◆ TASK INPUTS ◆
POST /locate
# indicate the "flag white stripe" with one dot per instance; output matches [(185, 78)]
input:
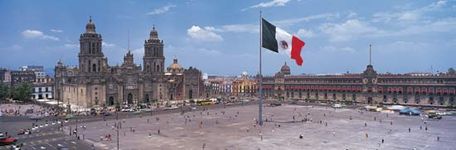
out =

==

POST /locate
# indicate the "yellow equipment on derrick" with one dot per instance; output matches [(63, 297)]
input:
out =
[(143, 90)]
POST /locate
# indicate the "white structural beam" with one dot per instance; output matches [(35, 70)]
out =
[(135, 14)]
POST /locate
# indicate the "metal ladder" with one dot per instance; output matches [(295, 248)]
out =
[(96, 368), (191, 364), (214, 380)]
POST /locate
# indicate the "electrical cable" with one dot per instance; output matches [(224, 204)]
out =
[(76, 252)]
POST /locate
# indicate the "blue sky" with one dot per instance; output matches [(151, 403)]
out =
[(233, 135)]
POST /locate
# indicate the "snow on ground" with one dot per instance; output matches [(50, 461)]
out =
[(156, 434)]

◆ WRITTEN INSTRUCTION ◆
Pick out and copy every line above that contains the word "white". Case counts.

◆ WRITTEN RESPONSE ◆
# indicate the "flag white stripe" with one dot per instance; output matches [(185, 78)]
# indicate the "white structural beam" with one dot per instance; output matches [(35, 70)]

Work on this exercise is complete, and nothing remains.